[Exercise brief]
Starting at the line that contains "Where can the gravel", reproduce every line through the end of the entries below, with no pictures in the copy.
↓
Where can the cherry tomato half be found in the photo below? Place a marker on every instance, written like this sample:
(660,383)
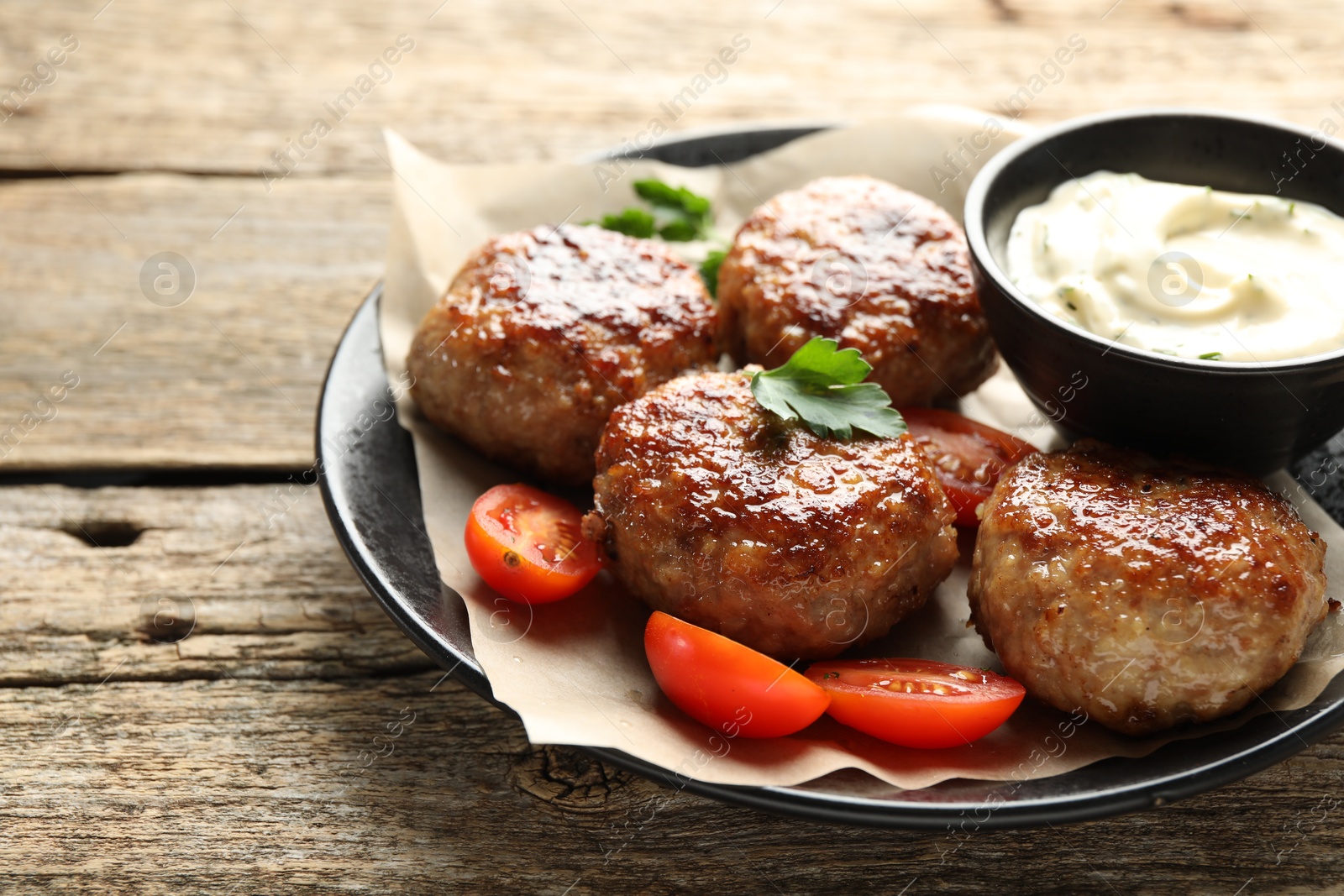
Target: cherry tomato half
(917,703)
(727,685)
(967,456)
(528,546)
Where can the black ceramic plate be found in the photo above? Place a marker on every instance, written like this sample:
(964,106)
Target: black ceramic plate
(370,486)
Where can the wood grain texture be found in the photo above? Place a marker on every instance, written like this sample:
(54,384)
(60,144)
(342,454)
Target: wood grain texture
(228,378)
(244,786)
(252,573)
(234,759)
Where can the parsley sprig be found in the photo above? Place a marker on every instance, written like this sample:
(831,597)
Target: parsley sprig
(823,385)
(676,215)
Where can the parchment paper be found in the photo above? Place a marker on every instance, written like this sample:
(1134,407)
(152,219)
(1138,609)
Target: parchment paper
(575,671)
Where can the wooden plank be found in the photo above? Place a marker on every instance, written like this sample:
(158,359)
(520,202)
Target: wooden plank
(219,87)
(222,582)
(228,378)
(257,788)
(233,758)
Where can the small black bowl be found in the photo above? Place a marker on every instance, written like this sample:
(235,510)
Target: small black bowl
(1253,416)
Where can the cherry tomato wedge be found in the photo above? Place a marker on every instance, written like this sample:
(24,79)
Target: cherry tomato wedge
(967,456)
(528,546)
(727,685)
(917,703)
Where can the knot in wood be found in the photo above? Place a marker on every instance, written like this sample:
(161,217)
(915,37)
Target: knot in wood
(568,778)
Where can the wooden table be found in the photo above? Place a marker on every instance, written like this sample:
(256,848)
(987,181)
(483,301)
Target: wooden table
(241,758)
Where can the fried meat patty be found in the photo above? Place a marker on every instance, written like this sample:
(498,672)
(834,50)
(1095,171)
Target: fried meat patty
(722,513)
(544,331)
(871,265)
(1148,594)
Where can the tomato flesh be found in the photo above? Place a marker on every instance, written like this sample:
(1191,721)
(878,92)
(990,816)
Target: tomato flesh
(917,703)
(968,457)
(726,685)
(528,544)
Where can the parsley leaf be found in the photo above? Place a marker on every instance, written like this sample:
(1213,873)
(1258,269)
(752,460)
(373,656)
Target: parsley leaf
(823,385)
(676,197)
(632,222)
(678,217)
(679,231)
(710,270)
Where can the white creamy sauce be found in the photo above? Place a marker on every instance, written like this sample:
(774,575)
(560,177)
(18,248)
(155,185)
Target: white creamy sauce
(1184,270)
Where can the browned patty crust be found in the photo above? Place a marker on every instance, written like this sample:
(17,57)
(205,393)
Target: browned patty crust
(723,515)
(871,265)
(1148,594)
(544,331)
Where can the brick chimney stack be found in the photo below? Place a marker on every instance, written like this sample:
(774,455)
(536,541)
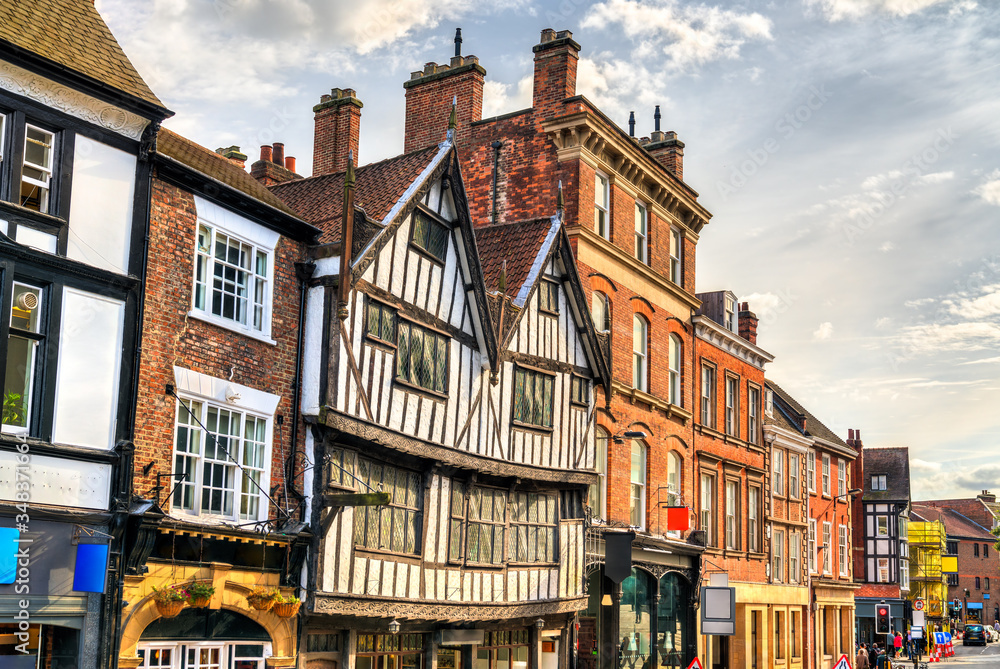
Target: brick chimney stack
(429,95)
(748,323)
(337,131)
(556,58)
(667,150)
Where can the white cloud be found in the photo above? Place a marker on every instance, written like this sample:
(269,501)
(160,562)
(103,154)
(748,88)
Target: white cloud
(825,331)
(839,10)
(686,35)
(990,189)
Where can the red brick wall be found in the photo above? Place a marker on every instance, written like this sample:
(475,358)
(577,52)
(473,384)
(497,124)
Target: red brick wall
(171,338)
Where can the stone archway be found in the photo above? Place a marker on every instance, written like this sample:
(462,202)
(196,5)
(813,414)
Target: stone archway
(142,613)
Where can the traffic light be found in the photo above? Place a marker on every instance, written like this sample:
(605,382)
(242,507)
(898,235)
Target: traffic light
(882,623)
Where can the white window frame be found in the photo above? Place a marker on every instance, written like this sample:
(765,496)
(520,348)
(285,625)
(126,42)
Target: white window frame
(794,552)
(600,311)
(601,438)
(706,515)
(733,515)
(47,170)
(640,353)
(602,205)
(811,471)
(637,499)
(882,570)
(676,254)
(825,474)
(794,488)
(258,240)
(843,553)
(778,472)
(827,548)
(641,233)
(778,556)
(811,547)
(674,370)
(732,406)
(708,396)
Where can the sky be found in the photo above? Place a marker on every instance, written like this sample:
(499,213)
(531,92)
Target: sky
(849,151)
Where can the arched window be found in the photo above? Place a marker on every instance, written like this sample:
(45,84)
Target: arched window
(597,496)
(637,515)
(675,370)
(600,311)
(640,344)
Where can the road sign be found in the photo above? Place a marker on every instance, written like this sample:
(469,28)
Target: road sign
(842,663)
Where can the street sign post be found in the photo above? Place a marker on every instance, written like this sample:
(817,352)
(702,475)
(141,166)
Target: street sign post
(842,663)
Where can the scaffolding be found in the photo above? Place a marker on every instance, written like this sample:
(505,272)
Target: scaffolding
(927,580)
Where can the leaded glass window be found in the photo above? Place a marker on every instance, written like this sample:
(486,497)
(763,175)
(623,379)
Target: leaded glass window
(422,357)
(395,527)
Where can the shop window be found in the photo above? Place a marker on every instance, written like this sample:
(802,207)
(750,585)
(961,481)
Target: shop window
(430,236)
(505,649)
(533,397)
(389,651)
(422,357)
(395,527)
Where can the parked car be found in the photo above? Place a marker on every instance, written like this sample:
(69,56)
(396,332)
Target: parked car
(974,634)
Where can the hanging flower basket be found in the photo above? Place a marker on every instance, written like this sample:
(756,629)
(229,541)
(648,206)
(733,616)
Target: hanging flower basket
(262,598)
(287,607)
(199,594)
(169,601)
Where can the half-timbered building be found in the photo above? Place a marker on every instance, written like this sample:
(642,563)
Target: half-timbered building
(451,403)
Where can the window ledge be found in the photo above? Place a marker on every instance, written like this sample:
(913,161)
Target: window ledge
(229,325)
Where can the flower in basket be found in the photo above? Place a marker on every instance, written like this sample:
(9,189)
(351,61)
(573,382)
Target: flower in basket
(262,597)
(169,601)
(199,593)
(286,607)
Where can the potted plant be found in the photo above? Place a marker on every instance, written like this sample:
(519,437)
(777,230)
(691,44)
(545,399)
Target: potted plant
(285,607)
(169,601)
(262,597)
(199,594)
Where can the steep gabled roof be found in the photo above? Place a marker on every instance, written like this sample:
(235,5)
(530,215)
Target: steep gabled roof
(792,411)
(526,247)
(72,35)
(894,462)
(955,524)
(183,151)
(378,186)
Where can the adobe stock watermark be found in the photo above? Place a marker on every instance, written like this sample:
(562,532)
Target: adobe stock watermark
(786,127)
(910,173)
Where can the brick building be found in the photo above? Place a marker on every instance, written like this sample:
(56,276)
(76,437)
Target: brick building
(216,441)
(820,463)
(879,539)
(974,589)
(634,224)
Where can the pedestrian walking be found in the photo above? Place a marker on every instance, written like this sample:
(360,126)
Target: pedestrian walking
(861,662)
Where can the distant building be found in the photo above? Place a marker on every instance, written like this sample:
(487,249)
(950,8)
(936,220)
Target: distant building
(881,548)
(821,464)
(974,591)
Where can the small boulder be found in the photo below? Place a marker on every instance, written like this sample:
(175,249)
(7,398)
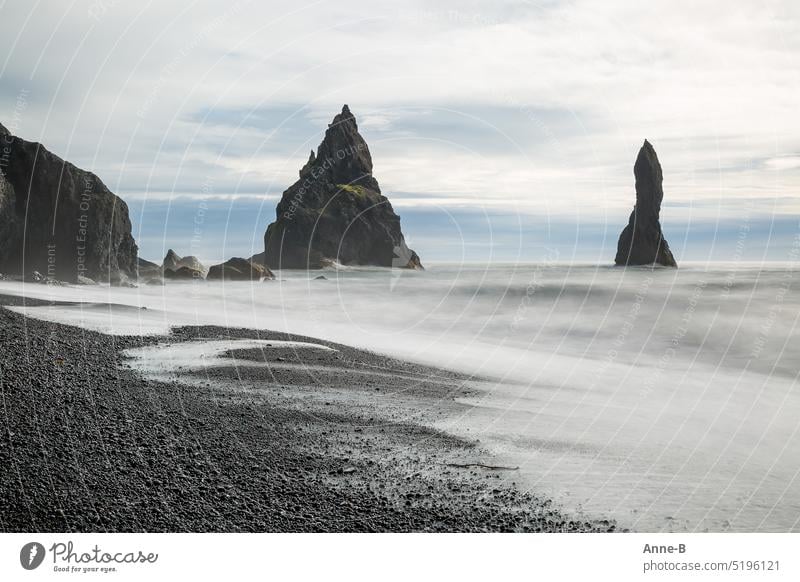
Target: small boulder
(184,273)
(239,269)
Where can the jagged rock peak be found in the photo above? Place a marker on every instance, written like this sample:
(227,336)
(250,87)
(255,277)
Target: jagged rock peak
(641,241)
(343,153)
(335,212)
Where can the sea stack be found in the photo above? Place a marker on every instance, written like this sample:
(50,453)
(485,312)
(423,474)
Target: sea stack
(335,212)
(642,242)
(59,220)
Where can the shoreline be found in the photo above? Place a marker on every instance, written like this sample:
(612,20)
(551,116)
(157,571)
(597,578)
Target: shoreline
(280,446)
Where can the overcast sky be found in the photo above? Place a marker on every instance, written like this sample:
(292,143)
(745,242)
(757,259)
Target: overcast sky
(498,130)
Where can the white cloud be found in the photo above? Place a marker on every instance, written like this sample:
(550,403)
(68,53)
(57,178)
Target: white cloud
(713,85)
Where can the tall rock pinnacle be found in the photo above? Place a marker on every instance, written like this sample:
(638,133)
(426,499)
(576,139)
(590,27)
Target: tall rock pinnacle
(642,242)
(335,212)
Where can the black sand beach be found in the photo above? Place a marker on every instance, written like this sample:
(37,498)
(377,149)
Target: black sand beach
(87,444)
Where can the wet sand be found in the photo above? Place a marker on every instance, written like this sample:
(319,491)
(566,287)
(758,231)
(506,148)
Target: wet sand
(271,438)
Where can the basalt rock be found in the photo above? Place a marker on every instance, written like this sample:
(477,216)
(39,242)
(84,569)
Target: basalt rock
(173,262)
(335,212)
(238,269)
(184,273)
(58,219)
(642,242)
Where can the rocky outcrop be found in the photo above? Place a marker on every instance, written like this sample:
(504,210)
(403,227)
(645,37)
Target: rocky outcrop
(58,219)
(335,212)
(184,273)
(642,242)
(173,262)
(238,269)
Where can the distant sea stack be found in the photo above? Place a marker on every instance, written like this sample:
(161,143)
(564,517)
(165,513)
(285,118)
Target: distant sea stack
(642,242)
(59,220)
(335,212)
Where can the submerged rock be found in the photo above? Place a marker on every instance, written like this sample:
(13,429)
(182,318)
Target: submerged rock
(335,212)
(59,219)
(184,273)
(238,269)
(177,267)
(642,242)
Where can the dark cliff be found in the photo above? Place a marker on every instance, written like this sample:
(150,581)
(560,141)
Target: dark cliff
(58,219)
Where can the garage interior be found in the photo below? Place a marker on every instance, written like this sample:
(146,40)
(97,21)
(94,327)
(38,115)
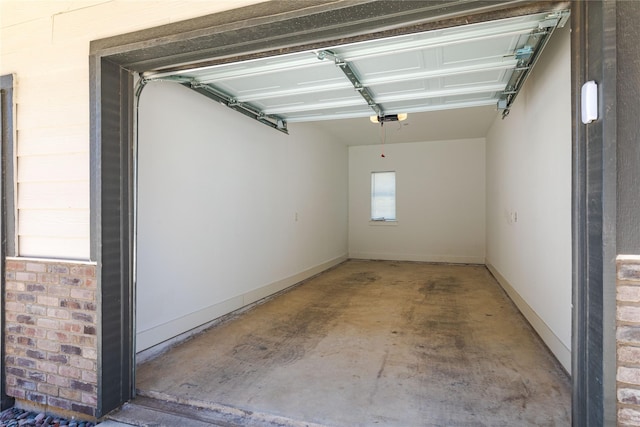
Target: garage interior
(230,212)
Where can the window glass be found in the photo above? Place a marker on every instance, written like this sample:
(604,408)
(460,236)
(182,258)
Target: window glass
(383,196)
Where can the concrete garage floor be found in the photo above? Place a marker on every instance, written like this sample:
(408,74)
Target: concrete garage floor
(372,343)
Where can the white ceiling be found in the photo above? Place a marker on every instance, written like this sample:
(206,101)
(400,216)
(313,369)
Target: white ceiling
(429,126)
(448,80)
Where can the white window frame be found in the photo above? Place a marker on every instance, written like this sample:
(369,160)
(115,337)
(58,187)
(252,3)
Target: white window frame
(375,213)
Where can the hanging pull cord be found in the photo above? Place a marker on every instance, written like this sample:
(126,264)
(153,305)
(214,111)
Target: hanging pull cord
(383,136)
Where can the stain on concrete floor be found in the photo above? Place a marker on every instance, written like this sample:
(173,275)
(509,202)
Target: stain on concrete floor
(375,343)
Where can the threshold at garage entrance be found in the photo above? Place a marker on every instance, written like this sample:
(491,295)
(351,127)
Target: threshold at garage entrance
(366,343)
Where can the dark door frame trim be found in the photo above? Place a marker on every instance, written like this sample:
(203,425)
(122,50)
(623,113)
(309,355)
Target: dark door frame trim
(7,218)
(279,27)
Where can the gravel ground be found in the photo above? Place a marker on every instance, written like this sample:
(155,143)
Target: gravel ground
(15,417)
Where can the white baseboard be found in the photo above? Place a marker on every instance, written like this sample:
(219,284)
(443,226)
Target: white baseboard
(452,259)
(557,347)
(176,330)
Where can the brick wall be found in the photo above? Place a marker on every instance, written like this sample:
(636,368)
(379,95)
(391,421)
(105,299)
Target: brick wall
(51,343)
(628,340)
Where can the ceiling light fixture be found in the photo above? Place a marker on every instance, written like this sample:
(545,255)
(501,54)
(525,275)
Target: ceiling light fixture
(388,118)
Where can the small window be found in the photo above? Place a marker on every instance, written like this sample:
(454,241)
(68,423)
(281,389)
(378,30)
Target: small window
(383,196)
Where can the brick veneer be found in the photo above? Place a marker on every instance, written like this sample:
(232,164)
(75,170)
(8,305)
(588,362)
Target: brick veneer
(50,327)
(628,340)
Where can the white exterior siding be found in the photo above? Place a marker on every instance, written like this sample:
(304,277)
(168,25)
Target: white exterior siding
(45,44)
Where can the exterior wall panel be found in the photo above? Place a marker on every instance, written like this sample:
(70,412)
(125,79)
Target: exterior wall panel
(52,94)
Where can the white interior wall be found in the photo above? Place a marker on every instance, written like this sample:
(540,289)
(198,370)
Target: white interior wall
(440,197)
(229,210)
(45,44)
(529,198)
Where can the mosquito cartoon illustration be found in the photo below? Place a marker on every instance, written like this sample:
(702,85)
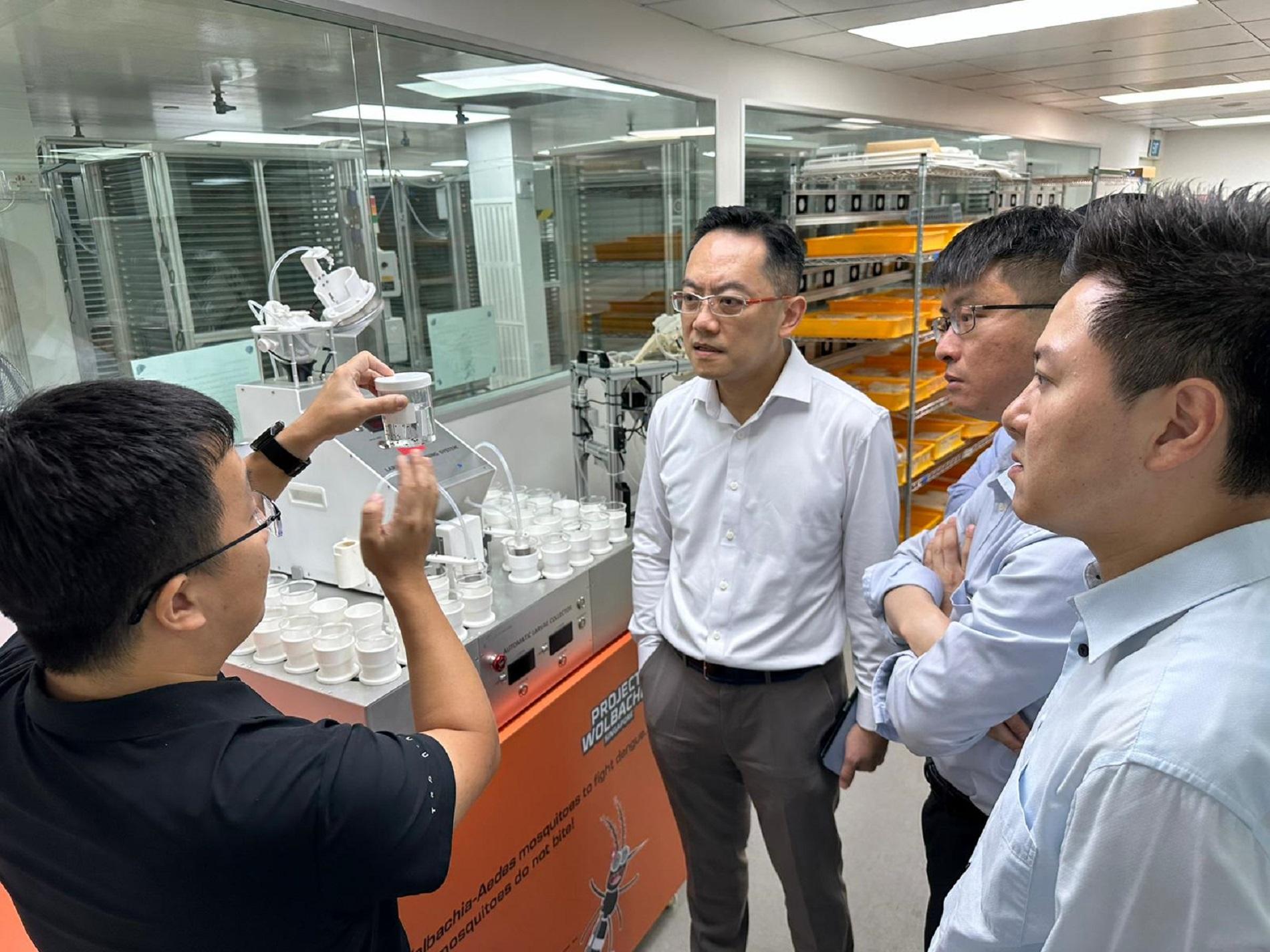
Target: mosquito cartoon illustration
(600,929)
↑
[Result for this task]
Where can the gravel ground be found in the photo above? Place a marker on every instance, written like this sample:
(155,143)
Target: gravel ground
(15,417)
Where can the white baseboard be found in the photo above? Place a marker on every instance, written like this sample:
(219,284)
(443,226)
Target: white baseboard
(452,259)
(557,347)
(176,330)
Where can the brick wall be found in the photo above? Place a marker on every instance, written like this sample:
(636,368)
(379,95)
(391,421)
(105,299)
Target: brick wall
(51,343)
(628,340)
Where can the ceiling light fixture be found in the photo above? Place a marker on every instance, written like this sample:
(545,255)
(501,54)
(525,275)
Target: ceiling light fixture
(388,118)
Where can the small window be found in the photo above? Place a marker on every instance, written like this sample:
(454,241)
(68,423)
(281,389)
(378,30)
Target: small window
(383,196)
Where can the brick veneer be found in the photo above? Place a marker on every instance, written like this sample:
(232,164)
(75,170)
(8,305)
(588,362)
Target: brick veneer
(50,327)
(628,340)
Where can the white exterior siding be found in the photo above? Place a marker on every instance, written like this sample:
(304,277)
(168,25)
Target: white exterior siding
(45,44)
Where can the exterior wall panel be found in the photo above? Place a marker on every instance, written like this sample:
(70,412)
(125,79)
Target: exterior wall panel
(52,94)
Where can the white interior wall be found in the photo above? Place a marker on every instance, written like this sample:
(540,289)
(198,370)
Target: white interior wall
(440,197)
(229,210)
(45,44)
(529,198)
Where can the mosquito cartoon illustration be found in the photo below? Place a marker on every instance, written like this sample:
(702,85)
Target: mosquito cartoon illustration
(600,929)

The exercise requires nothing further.